_作業目標:_
"the aircraft wing."を含む行から"[(232, 209)]"を含む行まで（両端を含む）を、空行を除いて番号付きリストに変換してください。

_レコード抜粋:_
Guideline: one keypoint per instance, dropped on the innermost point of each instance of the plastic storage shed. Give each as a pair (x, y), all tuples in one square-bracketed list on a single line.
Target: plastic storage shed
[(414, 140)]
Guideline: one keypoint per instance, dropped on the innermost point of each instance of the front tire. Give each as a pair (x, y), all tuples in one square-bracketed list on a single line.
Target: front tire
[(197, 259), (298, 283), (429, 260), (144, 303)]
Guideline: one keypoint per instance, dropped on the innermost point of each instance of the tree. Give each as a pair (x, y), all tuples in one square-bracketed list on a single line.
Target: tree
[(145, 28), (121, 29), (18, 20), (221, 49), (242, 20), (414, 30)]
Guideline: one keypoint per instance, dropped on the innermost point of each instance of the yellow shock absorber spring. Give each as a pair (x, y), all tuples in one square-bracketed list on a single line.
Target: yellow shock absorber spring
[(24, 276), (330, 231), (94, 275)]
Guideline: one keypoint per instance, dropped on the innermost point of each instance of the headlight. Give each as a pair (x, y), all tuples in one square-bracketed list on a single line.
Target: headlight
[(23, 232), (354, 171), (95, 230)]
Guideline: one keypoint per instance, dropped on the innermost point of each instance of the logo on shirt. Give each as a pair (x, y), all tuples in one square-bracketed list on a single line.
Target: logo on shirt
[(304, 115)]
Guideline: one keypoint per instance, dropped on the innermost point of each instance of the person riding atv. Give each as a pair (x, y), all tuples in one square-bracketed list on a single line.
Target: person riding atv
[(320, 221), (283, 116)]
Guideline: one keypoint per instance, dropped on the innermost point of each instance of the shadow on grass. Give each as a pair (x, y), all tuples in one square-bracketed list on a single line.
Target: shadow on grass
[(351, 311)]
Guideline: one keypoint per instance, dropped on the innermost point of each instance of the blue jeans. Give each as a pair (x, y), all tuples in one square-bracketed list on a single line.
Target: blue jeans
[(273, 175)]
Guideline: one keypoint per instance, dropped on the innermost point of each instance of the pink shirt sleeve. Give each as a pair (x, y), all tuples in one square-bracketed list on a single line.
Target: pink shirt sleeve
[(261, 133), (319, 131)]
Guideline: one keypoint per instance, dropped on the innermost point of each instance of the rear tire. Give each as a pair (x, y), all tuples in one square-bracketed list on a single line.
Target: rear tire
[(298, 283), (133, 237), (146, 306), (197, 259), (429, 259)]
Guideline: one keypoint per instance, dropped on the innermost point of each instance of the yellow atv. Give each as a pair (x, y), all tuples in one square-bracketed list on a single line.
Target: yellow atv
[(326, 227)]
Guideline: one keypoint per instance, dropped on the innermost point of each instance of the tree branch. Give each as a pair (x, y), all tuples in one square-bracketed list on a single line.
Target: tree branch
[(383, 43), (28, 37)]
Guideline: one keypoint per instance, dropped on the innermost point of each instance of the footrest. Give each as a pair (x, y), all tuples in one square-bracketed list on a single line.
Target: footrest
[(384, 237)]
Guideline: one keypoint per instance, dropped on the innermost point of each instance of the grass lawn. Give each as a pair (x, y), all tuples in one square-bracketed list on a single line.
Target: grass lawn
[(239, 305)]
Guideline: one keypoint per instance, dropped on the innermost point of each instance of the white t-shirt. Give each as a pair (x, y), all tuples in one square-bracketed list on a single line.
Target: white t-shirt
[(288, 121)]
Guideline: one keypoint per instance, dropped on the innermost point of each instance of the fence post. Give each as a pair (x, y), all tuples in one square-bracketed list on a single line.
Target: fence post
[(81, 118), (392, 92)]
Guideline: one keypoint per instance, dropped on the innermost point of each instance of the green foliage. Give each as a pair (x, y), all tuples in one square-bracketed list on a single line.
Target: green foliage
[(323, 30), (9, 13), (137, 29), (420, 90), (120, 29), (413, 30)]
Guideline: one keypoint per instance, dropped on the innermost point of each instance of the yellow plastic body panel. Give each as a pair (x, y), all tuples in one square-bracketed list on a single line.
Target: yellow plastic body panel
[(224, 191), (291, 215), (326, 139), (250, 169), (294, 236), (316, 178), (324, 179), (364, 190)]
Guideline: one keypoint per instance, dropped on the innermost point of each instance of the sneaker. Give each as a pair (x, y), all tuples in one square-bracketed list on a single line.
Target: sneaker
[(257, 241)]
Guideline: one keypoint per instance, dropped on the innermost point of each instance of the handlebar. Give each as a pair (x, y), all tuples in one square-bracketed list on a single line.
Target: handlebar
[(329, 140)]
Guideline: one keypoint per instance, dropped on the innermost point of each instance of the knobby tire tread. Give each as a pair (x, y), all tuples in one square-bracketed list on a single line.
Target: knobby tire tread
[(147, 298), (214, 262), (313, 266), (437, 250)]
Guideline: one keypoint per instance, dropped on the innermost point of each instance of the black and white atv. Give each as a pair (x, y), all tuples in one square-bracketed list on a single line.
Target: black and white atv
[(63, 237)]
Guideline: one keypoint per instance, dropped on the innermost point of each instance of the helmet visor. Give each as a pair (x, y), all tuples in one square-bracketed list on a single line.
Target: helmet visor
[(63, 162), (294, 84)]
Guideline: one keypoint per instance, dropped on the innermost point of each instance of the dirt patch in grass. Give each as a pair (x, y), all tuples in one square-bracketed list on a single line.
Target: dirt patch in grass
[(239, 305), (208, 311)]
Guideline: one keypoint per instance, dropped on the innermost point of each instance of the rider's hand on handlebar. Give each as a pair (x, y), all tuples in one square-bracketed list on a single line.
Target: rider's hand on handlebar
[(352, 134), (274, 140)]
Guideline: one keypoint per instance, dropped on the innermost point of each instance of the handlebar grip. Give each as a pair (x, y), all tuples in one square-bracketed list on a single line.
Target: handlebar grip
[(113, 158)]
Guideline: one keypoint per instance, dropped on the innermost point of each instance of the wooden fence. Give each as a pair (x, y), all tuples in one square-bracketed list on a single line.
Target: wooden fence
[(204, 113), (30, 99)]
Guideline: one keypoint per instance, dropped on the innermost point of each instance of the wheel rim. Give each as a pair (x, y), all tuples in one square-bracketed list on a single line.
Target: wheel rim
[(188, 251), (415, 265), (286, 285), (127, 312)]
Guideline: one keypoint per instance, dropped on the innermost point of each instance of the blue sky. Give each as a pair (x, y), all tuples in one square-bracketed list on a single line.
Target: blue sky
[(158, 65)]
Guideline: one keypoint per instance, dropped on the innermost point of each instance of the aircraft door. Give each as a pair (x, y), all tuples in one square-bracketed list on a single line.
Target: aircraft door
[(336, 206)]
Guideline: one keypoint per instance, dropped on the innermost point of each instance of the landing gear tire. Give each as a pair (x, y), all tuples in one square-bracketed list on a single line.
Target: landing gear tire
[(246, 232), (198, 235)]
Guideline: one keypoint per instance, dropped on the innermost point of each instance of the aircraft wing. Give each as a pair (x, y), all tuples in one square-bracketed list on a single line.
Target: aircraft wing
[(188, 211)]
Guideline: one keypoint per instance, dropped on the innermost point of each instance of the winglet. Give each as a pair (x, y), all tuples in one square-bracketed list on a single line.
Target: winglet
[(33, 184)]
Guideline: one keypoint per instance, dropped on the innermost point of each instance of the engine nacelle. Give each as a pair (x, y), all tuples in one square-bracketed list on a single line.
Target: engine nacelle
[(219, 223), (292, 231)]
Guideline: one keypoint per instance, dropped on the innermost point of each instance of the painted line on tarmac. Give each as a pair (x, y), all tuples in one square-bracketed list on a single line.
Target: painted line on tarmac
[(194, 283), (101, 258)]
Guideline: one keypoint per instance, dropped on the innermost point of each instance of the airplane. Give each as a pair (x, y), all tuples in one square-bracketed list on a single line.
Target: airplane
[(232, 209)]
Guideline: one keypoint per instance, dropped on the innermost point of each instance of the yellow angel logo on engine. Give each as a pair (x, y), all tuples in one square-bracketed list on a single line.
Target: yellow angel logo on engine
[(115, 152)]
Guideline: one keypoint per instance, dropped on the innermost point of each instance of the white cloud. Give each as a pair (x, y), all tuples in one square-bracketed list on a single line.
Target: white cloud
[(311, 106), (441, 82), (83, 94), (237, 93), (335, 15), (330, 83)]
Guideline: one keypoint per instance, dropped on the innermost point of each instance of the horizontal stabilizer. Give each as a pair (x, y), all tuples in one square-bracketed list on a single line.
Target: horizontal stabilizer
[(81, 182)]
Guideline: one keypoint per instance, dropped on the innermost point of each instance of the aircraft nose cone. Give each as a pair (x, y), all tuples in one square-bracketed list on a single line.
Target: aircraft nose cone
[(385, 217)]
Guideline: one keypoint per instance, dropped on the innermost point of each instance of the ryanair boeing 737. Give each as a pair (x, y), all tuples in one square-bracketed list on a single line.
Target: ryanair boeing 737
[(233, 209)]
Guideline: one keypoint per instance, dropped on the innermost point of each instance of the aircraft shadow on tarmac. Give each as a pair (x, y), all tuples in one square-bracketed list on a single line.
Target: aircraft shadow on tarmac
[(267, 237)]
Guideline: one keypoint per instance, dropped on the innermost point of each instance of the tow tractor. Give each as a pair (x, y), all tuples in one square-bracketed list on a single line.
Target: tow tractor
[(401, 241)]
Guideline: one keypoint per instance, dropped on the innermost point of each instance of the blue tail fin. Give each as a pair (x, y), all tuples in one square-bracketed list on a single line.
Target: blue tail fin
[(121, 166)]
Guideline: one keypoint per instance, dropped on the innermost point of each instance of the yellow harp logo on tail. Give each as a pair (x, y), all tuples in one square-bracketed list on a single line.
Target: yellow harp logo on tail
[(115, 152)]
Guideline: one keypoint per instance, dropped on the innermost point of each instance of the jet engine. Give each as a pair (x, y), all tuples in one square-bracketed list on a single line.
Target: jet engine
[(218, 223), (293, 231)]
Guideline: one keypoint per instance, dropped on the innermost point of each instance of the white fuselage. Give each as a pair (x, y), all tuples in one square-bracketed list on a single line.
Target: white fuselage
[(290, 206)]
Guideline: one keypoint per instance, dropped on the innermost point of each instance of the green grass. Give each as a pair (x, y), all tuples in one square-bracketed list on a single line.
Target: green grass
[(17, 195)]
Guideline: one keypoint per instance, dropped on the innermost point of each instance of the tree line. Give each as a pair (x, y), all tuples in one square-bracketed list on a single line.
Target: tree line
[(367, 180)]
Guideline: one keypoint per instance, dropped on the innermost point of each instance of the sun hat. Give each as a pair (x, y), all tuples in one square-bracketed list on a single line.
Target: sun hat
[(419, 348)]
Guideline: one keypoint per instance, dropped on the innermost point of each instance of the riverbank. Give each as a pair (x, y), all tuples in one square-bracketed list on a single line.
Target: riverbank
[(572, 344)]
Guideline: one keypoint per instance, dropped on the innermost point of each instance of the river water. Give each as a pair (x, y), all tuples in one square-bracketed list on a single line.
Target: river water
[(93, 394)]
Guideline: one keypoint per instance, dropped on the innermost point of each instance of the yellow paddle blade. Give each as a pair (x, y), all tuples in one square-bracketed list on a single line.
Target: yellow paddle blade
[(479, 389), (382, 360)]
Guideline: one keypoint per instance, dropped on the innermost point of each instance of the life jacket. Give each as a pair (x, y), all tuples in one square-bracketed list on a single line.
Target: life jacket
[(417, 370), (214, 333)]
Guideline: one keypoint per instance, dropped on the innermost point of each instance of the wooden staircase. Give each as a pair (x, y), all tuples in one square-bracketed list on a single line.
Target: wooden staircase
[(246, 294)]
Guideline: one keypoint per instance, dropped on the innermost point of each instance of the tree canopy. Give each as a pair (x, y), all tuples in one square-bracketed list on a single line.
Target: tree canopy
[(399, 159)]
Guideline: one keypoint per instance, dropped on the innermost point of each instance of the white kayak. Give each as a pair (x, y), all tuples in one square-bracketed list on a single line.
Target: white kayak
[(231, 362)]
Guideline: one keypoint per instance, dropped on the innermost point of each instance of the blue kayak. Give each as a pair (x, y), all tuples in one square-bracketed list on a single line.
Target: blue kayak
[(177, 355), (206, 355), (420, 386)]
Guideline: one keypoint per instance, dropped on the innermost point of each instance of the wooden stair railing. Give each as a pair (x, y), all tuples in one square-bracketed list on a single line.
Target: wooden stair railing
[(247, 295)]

_以下回答:_
1. Guideline: one keypoint per instance, dropped on the innermost point of each instance of the aircraft wing. Give each as a pair (x, y), all tuples in one square-bracketed list on a single line.
2. Target: aircraft wing
3. [(188, 211)]
4. Guideline: one keypoint per instance, dropped on the innermost point of each instance of the winglet. Give each as a pair (x, y), all tuples in one square-bracketed list on a single line.
5. Target: winglet
6. [(33, 184)]
7. Guideline: one keypoint per instance, dropped on the innermost point of each instance of the engine nacelle. Give each as a pair (x, y), all tuples in one square-bracketed list on a single line.
8. Target: engine nacelle
9. [(219, 223), (292, 231)]
10. Guideline: one keypoint per instance, dropped on the innermost point of each instance of the painted line on tarmac. Give each as a pair (x, y), all tuples in one square-bracketed list on a single line.
11. Target: painted line on tarmac
12. [(194, 283), (101, 258)]
13. Guideline: one keypoint per instance, dropped on the innermost point of each instance of the airplane. Give each as a pair (x, y), all tuples in one square-bracketed list on a single line.
14. Target: airplane
15. [(232, 209)]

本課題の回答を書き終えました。